» **Task goal**: Reproduce the data below in full and exclude every picture.

» **Dataset extract**:
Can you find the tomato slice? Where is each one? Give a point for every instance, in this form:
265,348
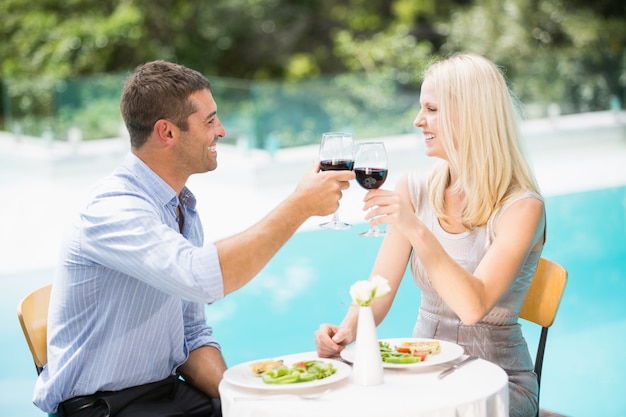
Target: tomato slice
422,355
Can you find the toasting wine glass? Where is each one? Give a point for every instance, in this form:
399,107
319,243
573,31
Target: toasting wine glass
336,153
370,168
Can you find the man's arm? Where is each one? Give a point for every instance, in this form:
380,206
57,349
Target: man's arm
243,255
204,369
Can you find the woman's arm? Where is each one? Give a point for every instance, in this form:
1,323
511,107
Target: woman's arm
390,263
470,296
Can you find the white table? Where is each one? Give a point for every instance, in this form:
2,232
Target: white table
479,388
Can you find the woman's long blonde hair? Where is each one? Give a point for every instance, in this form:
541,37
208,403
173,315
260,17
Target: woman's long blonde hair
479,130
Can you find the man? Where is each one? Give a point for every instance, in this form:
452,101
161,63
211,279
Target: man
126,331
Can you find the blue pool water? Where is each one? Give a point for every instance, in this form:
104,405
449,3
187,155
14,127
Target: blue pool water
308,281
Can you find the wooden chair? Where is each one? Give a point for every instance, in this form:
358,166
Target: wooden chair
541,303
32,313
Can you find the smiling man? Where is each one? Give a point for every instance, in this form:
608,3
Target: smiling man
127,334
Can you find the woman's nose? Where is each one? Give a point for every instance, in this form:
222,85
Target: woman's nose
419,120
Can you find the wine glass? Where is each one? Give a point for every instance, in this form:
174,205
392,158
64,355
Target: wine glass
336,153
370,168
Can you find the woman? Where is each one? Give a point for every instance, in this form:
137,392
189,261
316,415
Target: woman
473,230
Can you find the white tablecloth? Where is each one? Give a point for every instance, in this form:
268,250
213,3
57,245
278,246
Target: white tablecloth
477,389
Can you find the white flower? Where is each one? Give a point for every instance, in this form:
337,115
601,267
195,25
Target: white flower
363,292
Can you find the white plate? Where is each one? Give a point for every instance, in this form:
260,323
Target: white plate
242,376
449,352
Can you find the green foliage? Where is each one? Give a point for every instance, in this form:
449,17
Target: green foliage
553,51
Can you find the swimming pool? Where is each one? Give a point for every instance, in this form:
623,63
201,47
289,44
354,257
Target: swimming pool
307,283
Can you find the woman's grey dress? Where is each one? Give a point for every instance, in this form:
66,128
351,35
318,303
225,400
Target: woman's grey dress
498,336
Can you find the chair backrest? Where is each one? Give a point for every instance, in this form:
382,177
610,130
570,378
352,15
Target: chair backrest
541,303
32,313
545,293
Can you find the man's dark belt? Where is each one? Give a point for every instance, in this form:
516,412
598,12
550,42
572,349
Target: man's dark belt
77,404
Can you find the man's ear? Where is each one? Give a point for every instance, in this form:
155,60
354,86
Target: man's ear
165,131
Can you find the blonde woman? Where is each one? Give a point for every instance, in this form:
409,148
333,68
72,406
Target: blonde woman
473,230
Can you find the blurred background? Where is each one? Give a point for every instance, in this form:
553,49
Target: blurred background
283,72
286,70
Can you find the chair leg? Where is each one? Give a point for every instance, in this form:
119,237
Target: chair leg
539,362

» **Exercise answer**:
Can you find the tomato slice? Where is each one? Give a point for every instance, in this form:
265,348
Target: tomato slice
422,355
Can you find the toasting wine glass? Where is each one? Give a point for every instance, in this form:
399,107
319,243
573,31
Target: toasting wine glass
336,153
370,168
Can you find the man's arm? Where is each one? Give a point for every instance, in this form:
380,206
57,349
Target: man's arm
243,255
204,369
Can you find the woman's arm? Where is each one? Give a point for every instance, in this form:
1,323
511,107
Target: woman's arm
390,263
470,296
Can you find the white table? Where is each one? Give a point for every instance, in this form:
2,232
Target: white table
479,388
Can you find the woman's long blonde hair? Where is each one? Give a point for every instance, in this form:
541,37
208,403
173,315
260,17
Target: woman's long blonde hair
479,130
Can you find the man? Where is each one? Give a point for every instance, in this form:
452,101
161,63
211,279
Target: man
126,331
Can you find the blue pool water? Where is each one? Give a point for every instance, in this form:
104,405
449,3
187,155
14,127
Target: blue pool water
308,281
Can you find the wooden chair? Where is each one? Give a point for every instance, in this form:
358,166
Target: wooden chair
541,303
32,313
Can you find the smiling man? Where is each one? Give a point for every instance, in this form:
608,3
Target: smiling man
127,334
Can you find the woman's nose? Where is each one? Give a point for every instance, in this form:
222,85
Target: woman's nose
419,120
Can you find the wine glass? Where is each one? Give a point for every instance, in this form:
174,205
392,158
64,355
Target: wine glass
336,153
370,168
Can you find the woman? Where is each one? Give a point for every instance, in this form:
137,392
189,261
316,415
Target: woman
473,230
Can you find the white tablecloth? Where is each one? Give a point for every instance, in this form:
268,250
213,3
57,245
278,246
Target: white tablecloth
477,389
Can you find the white flower? Where is each one? Give a point for every instance, in this form:
337,115
601,267
195,25
Target: white flower
363,292
Can you find the white plate? Where is each one? Give a point for every instance, in this form:
260,323
Target: white plate
242,376
449,352
Can you find the green foliage? Where is each one? Give a point for every instance, in this form:
449,17
Target: green foliage
553,51
Can you find the swimming pool? Where is each one? Give a point for every instance, in this form:
623,63
201,47
289,44
354,257
Target: swimming pool
307,283
Can you find the woman's grey dress? Where is each one? Give a point for every instance, in this form:
66,128
351,35
318,303
225,400
Target: woman's grey dress
498,336
Can you find the chair backrest? Where is each one? Give a point for every instance, in this form:
382,177
610,130
570,378
352,15
Target: chair backrest
541,303
32,313
545,293
Can you find the man's dark belt? Where is each one? Give a point for every instance, in this form:
516,412
598,12
550,42
572,349
Target: man's dark belt
77,404
Can you find the man's ear? Where is each one? Give a point for every instance, in this form:
155,60
354,86
Target: man's ear
165,131
Can you find the blonde woman? Where is each one? Give a point for every instance, in this form:
409,148
333,68
72,406
Target: blonde woman
473,230
Can you find the blurred background? Where is each one? Give a point for every instance, in this form:
553,49
Target: blurred background
283,72
286,70
Can you find the chair leg? Where is each one? Give a point for every instance, in this form:
119,237
Target: chair leg
539,362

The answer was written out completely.